=== REQUIREMENTS ===
Reproduce verbatim the lines of the records between the line containing "of the eyebrow?" and the line containing "99], [215, 106]]]", inclusive.

=== AVAILABLE RECORDS ===

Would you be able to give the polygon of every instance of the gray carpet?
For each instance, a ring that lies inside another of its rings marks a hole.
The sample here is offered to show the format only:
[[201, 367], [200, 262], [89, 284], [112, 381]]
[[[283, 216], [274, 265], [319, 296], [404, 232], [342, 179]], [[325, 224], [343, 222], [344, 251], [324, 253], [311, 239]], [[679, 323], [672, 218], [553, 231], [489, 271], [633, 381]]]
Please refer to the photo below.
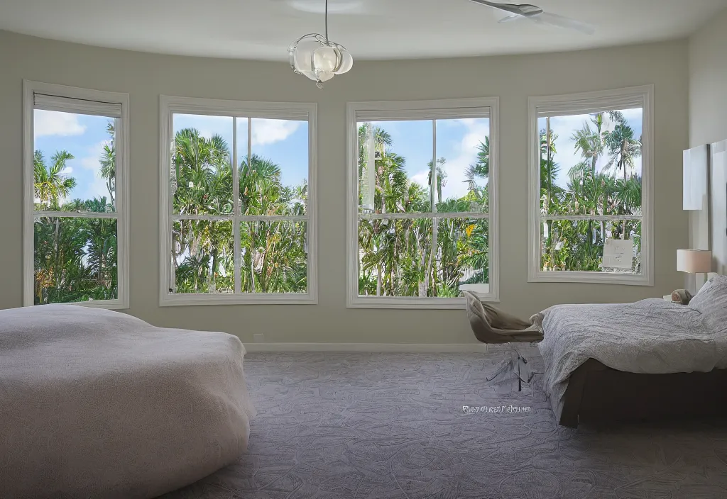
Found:
[[164, 498], [727, 498], [724, 421], [558, 427], [539, 375], [486, 381], [502, 358], [249, 354], [249, 453]]

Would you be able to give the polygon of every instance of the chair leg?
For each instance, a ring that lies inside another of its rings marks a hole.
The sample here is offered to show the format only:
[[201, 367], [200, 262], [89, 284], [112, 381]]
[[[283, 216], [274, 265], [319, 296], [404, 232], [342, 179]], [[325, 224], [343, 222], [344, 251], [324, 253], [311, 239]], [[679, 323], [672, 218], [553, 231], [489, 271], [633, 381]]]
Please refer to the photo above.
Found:
[[499, 367], [497, 368], [497, 370], [494, 372], [494, 374], [493, 374], [492, 376], [485, 378], [485, 379], [486, 379], [489, 382], [491, 382], [495, 378], [497, 378], [498, 376], [499, 376], [503, 371], [505, 371], [505, 369], [509, 370], [513, 367], [514, 367], [513, 365], [513, 359], [507, 359], [503, 360], [502, 362], [500, 363]]

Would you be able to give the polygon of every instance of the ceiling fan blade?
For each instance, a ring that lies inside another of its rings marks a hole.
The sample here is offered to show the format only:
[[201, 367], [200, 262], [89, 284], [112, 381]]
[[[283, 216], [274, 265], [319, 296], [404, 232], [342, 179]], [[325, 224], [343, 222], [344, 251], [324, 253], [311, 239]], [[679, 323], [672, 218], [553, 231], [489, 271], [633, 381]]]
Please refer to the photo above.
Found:
[[497, 21], [499, 24], [505, 24], [505, 22], [512, 22], [513, 21], [517, 21], [521, 19], [524, 19], [525, 16], [521, 16], [519, 14], [513, 14], [507, 16], [507, 17], [503, 17], [502, 19]]
[[494, 9], [499, 9], [506, 12], [521, 16], [535, 15], [541, 14], [543, 12], [543, 9], [540, 7], [536, 5], [531, 5], [530, 4], [498, 4], [494, 1], [489, 1], [489, 0], [470, 0], [470, 1], [473, 1], [480, 5], [486, 5], [489, 7]]
[[542, 22], [544, 24], [549, 24], [558, 28], [564, 28], [568, 30], [574, 30], [586, 35], [593, 35], [595, 33], [595, 28], [593, 25], [590, 25], [587, 22], [582, 22], [581, 21], [577, 21], [574, 19], [571, 19], [570, 17], [558, 15], [558, 14], [543, 12], [542, 14], [530, 17], [529, 19], [535, 21], [536, 22]]

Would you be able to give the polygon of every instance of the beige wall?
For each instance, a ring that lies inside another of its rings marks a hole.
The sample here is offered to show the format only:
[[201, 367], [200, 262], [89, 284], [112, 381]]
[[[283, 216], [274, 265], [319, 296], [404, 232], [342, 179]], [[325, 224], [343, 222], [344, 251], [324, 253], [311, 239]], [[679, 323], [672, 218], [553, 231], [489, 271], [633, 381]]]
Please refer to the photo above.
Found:
[[[528, 317], [555, 303], [630, 301], [680, 287], [678, 247], [687, 244], [681, 151], [688, 139], [686, 41], [516, 57], [358, 62], [318, 90], [284, 62], [140, 54], [0, 31], [0, 308], [21, 305], [23, 78], [131, 96], [131, 310], [154, 324], [222, 330], [250, 342], [474, 341], [462, 310], [345, 307], [345, 104], [348, 101], [499, 96], [501, 114], [502, 306]], [[654, 287], [527, 283], [527, 97], [654, 83]], [[316, 102], [319, 111], [320, 304], [158, 306], [158, 95]]]
[[[689, 40], [689, 147], [727, 139], [727, 10]], [[710, 248], [708, 210], [691, 211], [689, 247]], [[699, 279], [701, 285], [703, 279]], [[687, 276], [694, 289], [694, 276]]]

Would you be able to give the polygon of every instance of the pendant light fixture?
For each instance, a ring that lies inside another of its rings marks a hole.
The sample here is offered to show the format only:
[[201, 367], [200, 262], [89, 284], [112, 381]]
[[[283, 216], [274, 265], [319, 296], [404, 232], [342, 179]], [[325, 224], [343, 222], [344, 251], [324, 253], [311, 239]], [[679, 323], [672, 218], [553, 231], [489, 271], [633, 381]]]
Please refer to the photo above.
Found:
[[350, 53], [328, 38], [328, 0], [325, 1], [325, 36], [317, 33], [305, 35], [288, 49], [291, 68], [315, 81], [318, 88], [323, 88], [323, 82], [348, 73], [353, 66]]

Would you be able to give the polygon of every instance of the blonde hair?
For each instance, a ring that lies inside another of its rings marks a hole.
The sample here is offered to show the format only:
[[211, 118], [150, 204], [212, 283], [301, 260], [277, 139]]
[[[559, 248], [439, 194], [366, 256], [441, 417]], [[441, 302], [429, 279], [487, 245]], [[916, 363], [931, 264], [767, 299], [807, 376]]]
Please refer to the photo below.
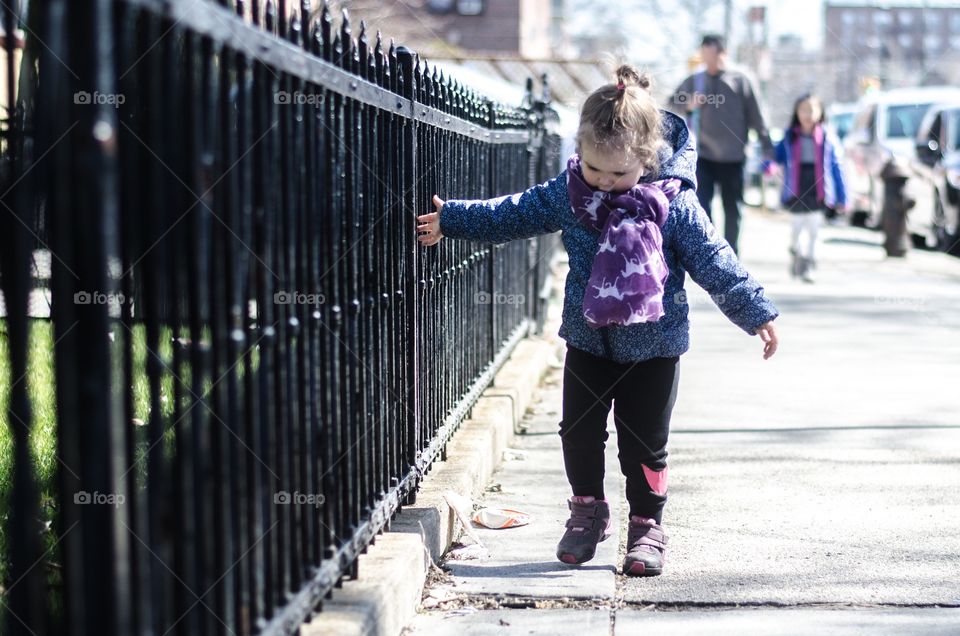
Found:
[[650, 78], [629, 64], [616, 70], [616, 81], [593, 91], [580, 110], [578, 150], [591, 143], [616, 148], [637, 157], [646, 173], [660, 168], [657, 152], [663, 145], [660, 108], [650, 94]]

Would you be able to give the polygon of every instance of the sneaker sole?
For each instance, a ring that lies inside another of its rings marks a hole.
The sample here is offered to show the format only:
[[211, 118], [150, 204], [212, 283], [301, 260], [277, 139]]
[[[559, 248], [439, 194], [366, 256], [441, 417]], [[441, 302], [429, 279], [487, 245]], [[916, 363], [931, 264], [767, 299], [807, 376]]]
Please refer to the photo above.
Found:
[[[601, 536], [601, 537], [600, 537], [600, 540], [599, 540], [597, 543], [603, 543], [604, 541], [606, 541], [607, 539], [609, 539], [610, 536], [611, 536], [611, 535], [609, 535], [609, 534], [605, 534], [605, 535]], [[590, 560], [593, 559], [593, 557], [595, 557], [595, 556], [597, 556], [597, 551], [596, 551], [596, 550], [593, 551], [593, 554], [591, 554], [590, 556], [588, 556], [586, 559], [583, 559], [582, 561], [577, 561], [577, 557], [575, 557], [574, 555], [570, 554], [569, 552], [564, 552], [563, 554], [558, 554], [558, 555], [557, 555], [557, 558], [558, 558], [561, 562], [566, 563], [567, 565], [580, 565], [581, 563], [586, 563], [587, 561], [590, 561]]]
[[627, 576], [659, 576], [663, 568], [648, 568], [642, 561], [634, 561], [623, 568], [623, 573]]

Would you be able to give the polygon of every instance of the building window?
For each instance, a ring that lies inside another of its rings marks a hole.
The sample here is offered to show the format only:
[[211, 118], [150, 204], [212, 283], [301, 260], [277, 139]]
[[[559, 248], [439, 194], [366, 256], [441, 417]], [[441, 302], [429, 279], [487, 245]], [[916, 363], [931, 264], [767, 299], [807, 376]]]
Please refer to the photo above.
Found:
[[889, 26], [891, 22], [893, 22], [893, 17], [888, 11], [877, 9], [873, 12], [873, 23], [878, 27]]
[[457, 0], [457, 13], [460, 15], [480, 15], [483, 13], [484, 0]]

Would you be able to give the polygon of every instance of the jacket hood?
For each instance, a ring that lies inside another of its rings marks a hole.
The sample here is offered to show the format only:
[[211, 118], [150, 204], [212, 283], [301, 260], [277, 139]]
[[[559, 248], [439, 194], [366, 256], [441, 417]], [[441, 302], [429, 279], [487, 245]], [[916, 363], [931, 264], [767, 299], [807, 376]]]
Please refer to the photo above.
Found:
[[680, 179], [684, 185], [697, 189], [697, 150], [686, 122], [677, 115], [661, 110], [660, 129], [664, 146], [658, 154], [660, 174], [657, 179]]

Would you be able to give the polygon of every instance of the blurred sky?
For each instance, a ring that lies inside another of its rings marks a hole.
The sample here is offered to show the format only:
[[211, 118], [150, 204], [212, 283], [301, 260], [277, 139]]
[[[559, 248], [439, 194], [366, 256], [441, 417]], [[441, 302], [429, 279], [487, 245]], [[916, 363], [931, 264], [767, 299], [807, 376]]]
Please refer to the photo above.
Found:
[[743, 6], [767, 7], [767, 20], [770, 22], [772, 43], [787, 33], [795, 33], [803, 38], [803, 46], [817, 49], [823, 44], [823, 2], [822, 0], [776, 0], [766, 3], [734, 3]]

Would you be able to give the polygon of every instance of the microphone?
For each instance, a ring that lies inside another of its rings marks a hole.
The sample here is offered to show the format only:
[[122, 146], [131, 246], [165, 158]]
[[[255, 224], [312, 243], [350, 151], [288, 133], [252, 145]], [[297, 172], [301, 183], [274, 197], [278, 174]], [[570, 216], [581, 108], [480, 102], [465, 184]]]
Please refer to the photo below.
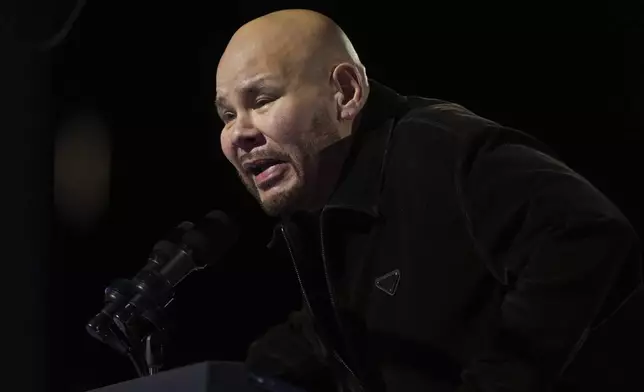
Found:
[[218, 210], [207, 214], [196, 225], [181, 223], [167, 239], [157, 242], [147, 264], [132, 280], [118, 280], [105, 291], [108, 303], [87, 324], [88, 332], [114, 347], [112, 322], [126, 336], [133, 332], [138, 335], [143, 331], [136, 330], [147, 329], [141, 325], [140, 316], [157, 330], [163, 330], [159, 320], [161, 312], [156, 311], [172, 302], [175, 286], [193, 271], [217, 262], [238, 236], [237, 224]]

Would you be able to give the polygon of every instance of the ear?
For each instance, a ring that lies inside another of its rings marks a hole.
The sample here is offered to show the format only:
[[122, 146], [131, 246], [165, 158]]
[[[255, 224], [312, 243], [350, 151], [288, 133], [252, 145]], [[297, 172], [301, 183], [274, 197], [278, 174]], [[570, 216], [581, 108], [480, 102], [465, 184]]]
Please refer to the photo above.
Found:
[[355, 65], [342, 63], [335, 67], [331, 78], [336, 88], [335, 99], [339, 119], [353, 120], [366, 99], [362, 73]]

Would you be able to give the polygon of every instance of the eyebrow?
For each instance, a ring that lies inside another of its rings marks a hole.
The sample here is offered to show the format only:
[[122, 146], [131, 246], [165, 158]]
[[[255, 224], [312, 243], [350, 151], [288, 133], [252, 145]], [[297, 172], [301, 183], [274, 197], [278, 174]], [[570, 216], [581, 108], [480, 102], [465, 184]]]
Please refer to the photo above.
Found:
[[[275, 84], [275, 81], [276, 78], [271, 75], [260, 74], [243, 81], [239, 86], [235, 88], [235, 91], [242, 95], [246, 95], [252, 91], [261, 90], [268, 86], [273, 86]], [[218, 109], [228, 106], [228, 100], [225, 97], [218, 95], [215, 99], [215, 106]]]

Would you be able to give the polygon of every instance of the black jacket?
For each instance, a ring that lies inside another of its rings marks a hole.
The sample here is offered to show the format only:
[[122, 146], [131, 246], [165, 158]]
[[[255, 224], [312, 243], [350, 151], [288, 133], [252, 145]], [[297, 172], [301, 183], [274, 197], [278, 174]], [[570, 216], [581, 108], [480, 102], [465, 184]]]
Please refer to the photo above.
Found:
[[256, 372], [308, 390], [547, 391], [642, 286], [620, 211], [532, 137], [372, 81], [337, 188], [276, 228], [303, 308]]

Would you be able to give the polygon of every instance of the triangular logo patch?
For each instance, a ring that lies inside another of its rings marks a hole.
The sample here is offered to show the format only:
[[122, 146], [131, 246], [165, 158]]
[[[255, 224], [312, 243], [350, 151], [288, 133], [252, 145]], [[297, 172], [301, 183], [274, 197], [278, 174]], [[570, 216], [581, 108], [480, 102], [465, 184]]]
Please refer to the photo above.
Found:
[[400, 283], [400, 270], [398, 269], [376, 279], [376, 287], [391, 296], [396, 294], [398, 283]]

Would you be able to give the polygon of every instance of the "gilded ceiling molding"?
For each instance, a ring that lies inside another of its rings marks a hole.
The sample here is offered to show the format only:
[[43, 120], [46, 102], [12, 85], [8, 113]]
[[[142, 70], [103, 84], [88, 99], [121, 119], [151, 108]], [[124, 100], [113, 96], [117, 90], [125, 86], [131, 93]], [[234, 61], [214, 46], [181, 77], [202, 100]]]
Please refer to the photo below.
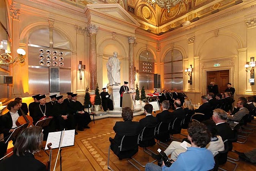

=== CORRECT RESULT ===
Would you be able to give the polygon of every instance of the eyebrow?
For each instance, a ring that lies inside another of its rings marks a hole.
The sample here is offered to show the format only:
[[122, 146], [131, 246], [165, 158]]
[[[255, 224], [312, 243], [350, 151], [288, 133], [252, 145]], [[297, 172], [301, 183], [274, 197], [278, 174]], [[570, 216], [581, 108], [480, 102], [465, 184]]]
Please refer to the photo above.
Found:
[[[275, 84], [275, 81], [276, 78], [271, 75], [260, 74], [243, 81], [239, 86], [235, 88], [235, 91], [242, 95], [246, 95], [252, 91], [261, 90], [268, 86], [273, 86]], [[218, 109], [228, 106], [228, 100], [225, 97], [218, 95], [215, 99], [215, 106]]]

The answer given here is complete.